Given request: Your task is to transcribe the records exactly, skipping every image.

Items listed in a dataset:
----
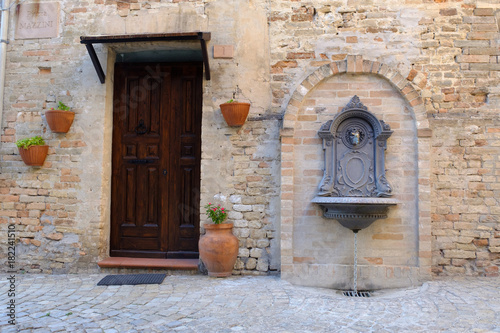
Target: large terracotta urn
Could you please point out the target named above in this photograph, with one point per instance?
(219, 249)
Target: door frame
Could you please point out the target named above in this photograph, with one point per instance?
(104, 230)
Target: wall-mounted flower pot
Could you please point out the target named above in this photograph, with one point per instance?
(59, 120)
(34, 155)
(235, 113)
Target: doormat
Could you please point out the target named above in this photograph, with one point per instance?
(131, 279)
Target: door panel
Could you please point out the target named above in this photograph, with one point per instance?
(156, 160)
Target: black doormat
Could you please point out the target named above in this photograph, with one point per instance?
(131, 279)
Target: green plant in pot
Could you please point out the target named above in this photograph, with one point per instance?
(33, 150)
(218, 247)
(60, 119)
(234, 112)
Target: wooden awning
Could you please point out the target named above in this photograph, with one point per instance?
(89, 42)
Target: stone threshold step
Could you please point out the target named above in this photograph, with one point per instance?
(125, 262)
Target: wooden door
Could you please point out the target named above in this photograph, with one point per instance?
(156, 160)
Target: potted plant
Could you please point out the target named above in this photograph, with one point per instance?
(218, 247)
(60, 120)
(33, 150)
(235, 113)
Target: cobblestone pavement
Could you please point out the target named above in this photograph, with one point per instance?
(195, 303)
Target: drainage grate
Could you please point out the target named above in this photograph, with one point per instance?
(352, 293)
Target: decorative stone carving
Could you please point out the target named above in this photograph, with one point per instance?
(354, 190)
(354, 165)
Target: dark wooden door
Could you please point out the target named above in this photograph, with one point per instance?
(156, 160)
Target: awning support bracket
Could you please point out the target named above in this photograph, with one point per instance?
(89, 42)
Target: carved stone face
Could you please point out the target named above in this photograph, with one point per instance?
(354, 137)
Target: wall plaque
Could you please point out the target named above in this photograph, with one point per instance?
(37, 20)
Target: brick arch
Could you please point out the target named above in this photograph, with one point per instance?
(355, 65)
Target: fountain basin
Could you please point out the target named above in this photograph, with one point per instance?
(355, 213)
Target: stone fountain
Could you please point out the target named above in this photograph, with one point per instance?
(354, 190)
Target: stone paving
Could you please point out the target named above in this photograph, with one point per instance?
(195, 303)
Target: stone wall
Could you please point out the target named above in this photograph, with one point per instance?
(61, 210)
(447, 51)
(441, 56)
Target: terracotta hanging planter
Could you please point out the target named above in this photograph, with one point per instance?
(235, 113)
(219, 249)
(59, 120)
(34, 155)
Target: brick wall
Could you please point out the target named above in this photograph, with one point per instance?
(441, 56)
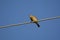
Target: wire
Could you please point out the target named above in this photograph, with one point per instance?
(30, 22)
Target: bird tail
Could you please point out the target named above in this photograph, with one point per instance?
(37, 24)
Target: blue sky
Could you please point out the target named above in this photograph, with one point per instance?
(17, 11)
----
Answer for the task:
Target: large terracotta urn
Could you please point out the target named above in this photograph, with one point per instance?
(219, 249)
Target: door frame
Could you please point out the target named above in this photograph, with one point per instance?
(104, 230)
Target: wall-mounted flower pot
Could you please point out the target named above in this photograph, with one point per instance?
(59, 120)
(34, 155)
(235, 113)
Target: doormat
Could you please point out the target named above in this photograph, with one point per instance?
(131, 279)
Target: door panel
Could you please point out the target named above in this photograph, with one point per instance?
(156, 160)
Target: black doormat
Could you please point out the target named above in this photograph, with one point per instance?
(131, 279)
Target: green plant in pot
Could you please point out the target named above in this photograph, with one point per instance?
(33, 150)
(218, 247)
(60, 119)
(234, 112)
Target: wooden awning
Could you please point out the target named above in this photograph, with one point per instance?
(89, 42)
Target: stone threshold step
Could you please point out the target named above in this photograph, with one point per instance?
(125, 262)
Target: wooden door
Could you please point out the target named above in this photograph, with one point per instance?
(156, 160)
Target: potted plant
Could you please point out the target named above in this photograph, with one point per instance?
(218, 247)
(60, 120)
(33, 150)
(235, 113)
Target: cobblestone pavement
Could you please point out the target named above in this photograph, with one point per instance?
(195, 303)
Target: drainage grate
Could you please point out the target named above in this photograph, with one point per instance?
(352, 293)
Target: decorative stone carving
Could you please point out the target named above in this photograph, with one point per instance?
(354, 190)
(354, 165)
Target: dark wooden door
Could you please point out the target named above in this photograph, with one point per instance?
(156, 160)
Target: awning support bracket
Could you please point out the target named above in this photograph, with one point per instance?
(89, 42)
Target: carved stone face
Could you please point out the target named above in this photograph, with one point per instance?
(354, 137)
Target: wall plaque
Could you please point out the target named above in this photograph, with one point per instance?
(37, 20)
Target: brick arch
Could you please point out the target named above in this photograph, with one point per instance?
(355, 65)
Target: fountain basin
Could you please point out the target named above in this photograph, with one point per instance?
(355, 213)
Target: stone fountain
Could you please point out the target named above in this photograph, with one point per instance?
(354, 190)
Target: stone paving
Could you please point out the target named above in this photograph, with one point per instance?
(195, 303)
Target: stone wall
Could you please point out the target named above in this photograph, with one point per instance?
(61, 210)
(447, 51)
(441, 56)
Target: terracotta hanging planter
Could you please point out the target named above in this photograph, with one point per instance?
(235, 113)
(219, 249)
(59, 120)
(34, 155)
Target: brick wall
Could you please point out the target named above in this photograph, with one point per instance?
(441, 56)
Target: wire
Could you please point out the target named above in this photograph, with one point per instance?
(30, 22)
Target: bird tail
Could you please point out the target named above in this photograph, with one point per instance?
(37, 24)
Target: blue sky
Could you please point out the target named above in this photograph, with one point per instance?
(17, 11)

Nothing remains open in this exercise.